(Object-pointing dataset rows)

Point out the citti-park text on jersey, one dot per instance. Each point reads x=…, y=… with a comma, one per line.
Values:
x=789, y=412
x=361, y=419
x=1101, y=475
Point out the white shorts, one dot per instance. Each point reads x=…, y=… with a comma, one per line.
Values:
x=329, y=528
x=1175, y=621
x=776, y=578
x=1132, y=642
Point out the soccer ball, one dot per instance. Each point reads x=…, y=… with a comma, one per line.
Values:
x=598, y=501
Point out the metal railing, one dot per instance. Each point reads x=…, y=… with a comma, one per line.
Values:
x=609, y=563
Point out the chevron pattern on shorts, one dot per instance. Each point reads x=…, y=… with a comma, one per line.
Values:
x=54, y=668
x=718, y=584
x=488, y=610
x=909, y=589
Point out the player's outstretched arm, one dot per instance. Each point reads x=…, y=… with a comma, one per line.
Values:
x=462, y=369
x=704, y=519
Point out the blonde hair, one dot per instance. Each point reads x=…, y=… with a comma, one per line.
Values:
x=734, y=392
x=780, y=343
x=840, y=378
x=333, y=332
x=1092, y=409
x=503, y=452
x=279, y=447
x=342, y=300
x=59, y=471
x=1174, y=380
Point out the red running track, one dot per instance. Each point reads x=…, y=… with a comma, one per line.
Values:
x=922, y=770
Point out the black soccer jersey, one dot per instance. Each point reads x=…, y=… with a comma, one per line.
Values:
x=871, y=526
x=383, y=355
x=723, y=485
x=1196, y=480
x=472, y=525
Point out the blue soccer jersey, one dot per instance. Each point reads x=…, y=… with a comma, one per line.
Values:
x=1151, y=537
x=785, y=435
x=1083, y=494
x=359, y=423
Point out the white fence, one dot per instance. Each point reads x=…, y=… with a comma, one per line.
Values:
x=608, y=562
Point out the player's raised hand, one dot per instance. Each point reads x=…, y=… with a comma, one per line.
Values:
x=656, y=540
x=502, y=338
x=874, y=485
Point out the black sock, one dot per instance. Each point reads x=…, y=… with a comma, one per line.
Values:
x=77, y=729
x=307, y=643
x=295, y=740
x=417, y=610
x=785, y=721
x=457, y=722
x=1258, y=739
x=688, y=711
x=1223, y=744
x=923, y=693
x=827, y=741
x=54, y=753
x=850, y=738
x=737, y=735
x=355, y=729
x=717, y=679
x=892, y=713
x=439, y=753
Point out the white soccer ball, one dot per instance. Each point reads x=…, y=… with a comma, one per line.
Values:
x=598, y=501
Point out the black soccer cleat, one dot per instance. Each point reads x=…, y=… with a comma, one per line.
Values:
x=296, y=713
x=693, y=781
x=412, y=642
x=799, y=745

** TASK INSTRUCTIONS **
Reproduce every line of the data above verbatim, without changing anything.

** TASK SOLUTION **
Point out the citti-park text on jersey, one dot per instance. Each point reads x=…, y=… with a comma, one per line.
Values:
x=789, y=412
x=361, y=419
x=1101, y=475
Point out the white shorts, one dot per instance. Each point reads x=…, y=… with a comma, one per line.
Values:
x=329, y=528
x=1175, y=621
x=776, y=578
x=1132, y=642
Point out the soccer ball, one dot per instance. Each point reads x=…, y=… with a comma, one per line.
Values:
x=598, y=501
Point out the metal railing, one dot per instance. Each point reads x=…, y=… with a comma, one per line.
Values:
x=609, y=563
Point out the chevron pattern on shorts, one dot per instance. Each point reads x=…, y=… with a comma, one per line.
Values:
x=54, y=668
x=718, y=584
x=488, y=610
x=909, y=589
Point out the player's outstretched arm, one dot per instance. Each point reads x=…, y=… with a comma, one per line.
Values:
x=462, y=369
x=704, y=519
Point out the blonde hair, one dot per instance. Each point reads x=…, y=… with a comma, one per line.
Values:
x=734, y=392
x=780, y=343
x=840, y=378
x=333, y=332
x=1092, y=409
x=503, y=452
x=279, y=447
x=342, y=300
x=59, y=471
x=1174, y=380
Point out the red running track, one dot per instance. Each point reads x=…, y=… with a comma, one per line.
Values:
x=922, y=770
Point out the black soccer jersey, one dot per instance. Each point reads x=…, y=… with a comma, one per line.
Values:
x=871, y=526
x=383, y=355
x=723, y=485
x=1196, y=480
x=472, y=525
Point out the blue soccer jersey, one dot per instance. Each point reads x=…, y=… with a comma, one per line.
Values:
x=1151, y=537
x=785, y=435
x=1083, y=494
x=359, y=423
Point out the white fence, one dot per instance. Each point reads x=…, y=… with a comma, one per line.
Values:
x=608, y=562
Point out the player's raised hand, one dot per instance. Each point reads x=…, y=… with a comma, one per line.
Values:
x=656, y=540
x=502, y=338
x=874, y=485
Point out the black sock, one dot per instance. Each point reads x=…, y=… with a comma, one per line.
Values:
x=77, y=729
x=307, y=643
x=295, y=740
x=417, y=610
x=785, y=721
x=457, y=722
x=1258, y=739
x=688, y=711
x=1223, y=744
x=923, y=693
x=827, y=741
x=54, y=753
x=850, y=738
x=737, y=735
x=355, y=729
x=717, y=679
x=892, y=713
x=439, y=753
Point out the white soccer ball, one dot per instance. Each point reads x=…, y=… with a comma, one per line.
Values:
x=598, y=501
Point out the black soccer cleat, one dot per instance. Each point reads x=…, y=… with a comma, one per line.
Values:
x=296, y=713
x=693, y=781
x=412, y=642
x=799, y=745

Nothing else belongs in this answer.